Instructions to follow –
Pull out every line in the rows below that contains the string "ground", treating uppercase and lowercase as different.

-- start of Input rows --

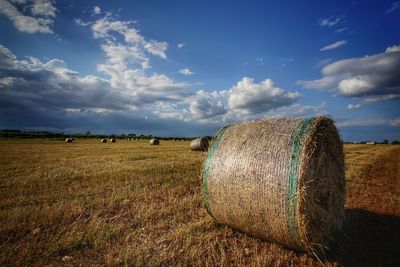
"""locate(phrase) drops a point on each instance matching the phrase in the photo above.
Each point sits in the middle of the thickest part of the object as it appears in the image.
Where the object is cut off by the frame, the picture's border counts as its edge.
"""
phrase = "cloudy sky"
(186, 68)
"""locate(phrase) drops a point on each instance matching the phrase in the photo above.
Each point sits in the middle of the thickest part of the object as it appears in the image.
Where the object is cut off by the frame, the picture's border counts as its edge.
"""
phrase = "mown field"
(129, 203)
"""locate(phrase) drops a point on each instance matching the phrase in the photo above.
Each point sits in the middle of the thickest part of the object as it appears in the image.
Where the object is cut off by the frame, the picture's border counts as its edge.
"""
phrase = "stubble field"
(129, 203)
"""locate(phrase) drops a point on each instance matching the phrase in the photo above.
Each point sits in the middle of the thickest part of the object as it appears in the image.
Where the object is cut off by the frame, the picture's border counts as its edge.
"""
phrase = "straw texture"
(154, 142)
(278, 179)
(199, 144)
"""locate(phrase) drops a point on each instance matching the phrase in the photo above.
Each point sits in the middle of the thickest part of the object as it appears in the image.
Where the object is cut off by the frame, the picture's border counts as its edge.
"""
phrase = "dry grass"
(88, 203)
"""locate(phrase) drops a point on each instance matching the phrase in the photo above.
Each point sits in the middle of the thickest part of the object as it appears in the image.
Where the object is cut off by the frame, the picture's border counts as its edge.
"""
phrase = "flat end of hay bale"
(280, 180)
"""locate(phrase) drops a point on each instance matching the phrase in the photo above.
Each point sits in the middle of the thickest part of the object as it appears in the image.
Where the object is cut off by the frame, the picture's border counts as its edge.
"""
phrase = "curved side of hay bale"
(154, 142)
(279, 180)
(199, 144)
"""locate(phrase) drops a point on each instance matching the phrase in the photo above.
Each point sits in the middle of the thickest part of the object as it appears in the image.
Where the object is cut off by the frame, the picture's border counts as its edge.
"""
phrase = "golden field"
(129, 203)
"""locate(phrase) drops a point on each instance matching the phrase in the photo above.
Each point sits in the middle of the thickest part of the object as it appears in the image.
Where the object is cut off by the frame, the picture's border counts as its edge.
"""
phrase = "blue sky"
(186, 68)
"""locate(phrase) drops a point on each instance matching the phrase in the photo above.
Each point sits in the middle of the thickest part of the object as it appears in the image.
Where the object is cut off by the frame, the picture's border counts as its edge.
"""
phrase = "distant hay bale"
(154, 142)
(199, 144)
(278, 179)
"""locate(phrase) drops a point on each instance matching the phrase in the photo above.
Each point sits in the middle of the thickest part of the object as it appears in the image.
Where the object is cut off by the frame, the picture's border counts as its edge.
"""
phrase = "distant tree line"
(394, 142)
(12, 133)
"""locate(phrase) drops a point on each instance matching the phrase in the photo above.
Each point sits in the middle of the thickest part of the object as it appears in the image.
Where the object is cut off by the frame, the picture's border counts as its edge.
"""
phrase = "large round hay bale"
(278, 179)
(199, 144)
(155, 142)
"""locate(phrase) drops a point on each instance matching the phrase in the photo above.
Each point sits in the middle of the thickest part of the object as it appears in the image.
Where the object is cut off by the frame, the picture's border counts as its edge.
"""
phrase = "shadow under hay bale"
(279, 180)
(199, 144)
(367, 239)
(154, 142)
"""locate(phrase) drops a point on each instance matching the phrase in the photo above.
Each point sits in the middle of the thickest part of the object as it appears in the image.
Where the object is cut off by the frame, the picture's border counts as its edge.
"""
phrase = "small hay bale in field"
(199, 144)
(278, 179)
(154, 142)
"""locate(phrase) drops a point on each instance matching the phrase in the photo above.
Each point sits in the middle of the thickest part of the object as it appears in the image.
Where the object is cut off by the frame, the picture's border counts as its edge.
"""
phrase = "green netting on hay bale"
(199, 144)
(280, 180)
(154, 142)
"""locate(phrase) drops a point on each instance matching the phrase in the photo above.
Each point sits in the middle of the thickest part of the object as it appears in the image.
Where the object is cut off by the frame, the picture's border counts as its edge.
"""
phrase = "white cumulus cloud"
(186, 72)
(375, 77)
(254, 97)
(35, 16)
(330, 21)
(353, 106)
(334, 45)
(97, 10)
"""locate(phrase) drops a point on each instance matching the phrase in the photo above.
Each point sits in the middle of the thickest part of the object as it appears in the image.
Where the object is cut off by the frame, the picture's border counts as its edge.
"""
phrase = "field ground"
(130, 203)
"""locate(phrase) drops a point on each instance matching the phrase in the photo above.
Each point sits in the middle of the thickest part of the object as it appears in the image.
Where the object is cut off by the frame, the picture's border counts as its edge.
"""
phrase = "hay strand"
(279, 180)
(199, 144)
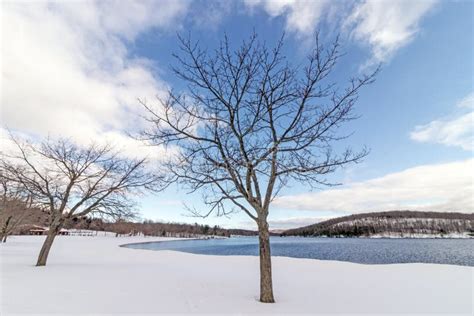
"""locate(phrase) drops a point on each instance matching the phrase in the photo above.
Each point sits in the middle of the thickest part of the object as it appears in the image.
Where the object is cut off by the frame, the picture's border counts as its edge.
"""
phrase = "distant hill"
(392, 224)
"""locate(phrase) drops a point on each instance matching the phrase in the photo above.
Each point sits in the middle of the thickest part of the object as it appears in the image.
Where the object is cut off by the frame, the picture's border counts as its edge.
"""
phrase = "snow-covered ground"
(93, 275)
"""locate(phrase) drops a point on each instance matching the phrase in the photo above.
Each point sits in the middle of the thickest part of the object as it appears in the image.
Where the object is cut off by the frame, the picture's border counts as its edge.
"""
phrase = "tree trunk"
(4, 234)
(266, 287)
(52, 233)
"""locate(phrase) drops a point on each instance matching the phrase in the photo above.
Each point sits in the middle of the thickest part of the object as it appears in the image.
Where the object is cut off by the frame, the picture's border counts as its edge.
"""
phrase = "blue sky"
(92, 60)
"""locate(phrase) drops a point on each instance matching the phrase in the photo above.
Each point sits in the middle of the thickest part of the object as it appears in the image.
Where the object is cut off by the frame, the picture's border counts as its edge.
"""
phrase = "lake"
(358, 250)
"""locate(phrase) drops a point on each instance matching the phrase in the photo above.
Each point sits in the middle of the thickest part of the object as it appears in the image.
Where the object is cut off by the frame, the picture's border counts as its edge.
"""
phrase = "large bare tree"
(15, 204)
(72, 181)
(250, 123)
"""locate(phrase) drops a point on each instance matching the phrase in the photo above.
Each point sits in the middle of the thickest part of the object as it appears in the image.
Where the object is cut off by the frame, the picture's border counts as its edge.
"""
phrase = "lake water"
(359, 250)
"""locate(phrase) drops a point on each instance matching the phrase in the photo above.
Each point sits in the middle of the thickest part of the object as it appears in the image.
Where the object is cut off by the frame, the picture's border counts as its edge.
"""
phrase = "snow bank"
(88, 275)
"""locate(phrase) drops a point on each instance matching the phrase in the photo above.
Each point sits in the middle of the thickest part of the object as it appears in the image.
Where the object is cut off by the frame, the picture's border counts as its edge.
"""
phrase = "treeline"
(17, 217)
(398, 223)
(151, 228)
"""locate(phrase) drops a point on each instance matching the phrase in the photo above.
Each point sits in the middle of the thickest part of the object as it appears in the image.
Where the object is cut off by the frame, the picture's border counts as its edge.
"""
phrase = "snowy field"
(93, 275)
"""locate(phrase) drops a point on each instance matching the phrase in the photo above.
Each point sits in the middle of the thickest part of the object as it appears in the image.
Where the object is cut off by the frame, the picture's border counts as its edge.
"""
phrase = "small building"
(39, 230)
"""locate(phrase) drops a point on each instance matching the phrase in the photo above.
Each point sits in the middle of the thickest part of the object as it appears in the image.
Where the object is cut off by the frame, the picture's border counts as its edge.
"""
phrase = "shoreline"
(93, 275)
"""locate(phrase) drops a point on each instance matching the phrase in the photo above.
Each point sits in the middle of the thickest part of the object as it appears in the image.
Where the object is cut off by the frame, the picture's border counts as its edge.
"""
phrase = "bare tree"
(14, 206)
(251, 123)
(71, 181)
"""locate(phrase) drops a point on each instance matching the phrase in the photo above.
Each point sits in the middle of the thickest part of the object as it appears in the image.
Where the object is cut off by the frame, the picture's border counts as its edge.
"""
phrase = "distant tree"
(15, 205)
(249, 123)
(71, 181)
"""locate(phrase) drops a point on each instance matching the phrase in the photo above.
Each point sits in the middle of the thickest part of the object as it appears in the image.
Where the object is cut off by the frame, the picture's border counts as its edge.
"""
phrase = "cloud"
(455, 132)
(386, 25)
(301, 16)
(439, 187)
(67, 71)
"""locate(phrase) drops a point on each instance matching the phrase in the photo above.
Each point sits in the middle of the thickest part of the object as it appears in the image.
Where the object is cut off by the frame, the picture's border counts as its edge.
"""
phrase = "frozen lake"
(358, 250)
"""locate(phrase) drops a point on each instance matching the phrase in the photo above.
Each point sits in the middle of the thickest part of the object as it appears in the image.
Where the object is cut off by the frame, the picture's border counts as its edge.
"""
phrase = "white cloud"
(387, 25)
(467, 101)
(457, 131)
(384, 25)
(66, 69)
(300, 16)
(439, 187)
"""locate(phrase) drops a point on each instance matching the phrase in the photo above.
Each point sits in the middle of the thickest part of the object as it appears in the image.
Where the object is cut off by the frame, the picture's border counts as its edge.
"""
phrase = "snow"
(88, 275)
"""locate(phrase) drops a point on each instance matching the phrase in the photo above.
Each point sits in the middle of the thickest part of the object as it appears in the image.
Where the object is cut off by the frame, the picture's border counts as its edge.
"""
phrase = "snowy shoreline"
(94, 275)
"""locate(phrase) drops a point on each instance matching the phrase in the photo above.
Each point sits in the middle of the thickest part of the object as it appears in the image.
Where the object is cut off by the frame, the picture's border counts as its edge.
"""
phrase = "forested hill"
(392, 224)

-- end of Input rows --

Exercise answer –
phrase = "field ground"
phrase = "snow-covered ground"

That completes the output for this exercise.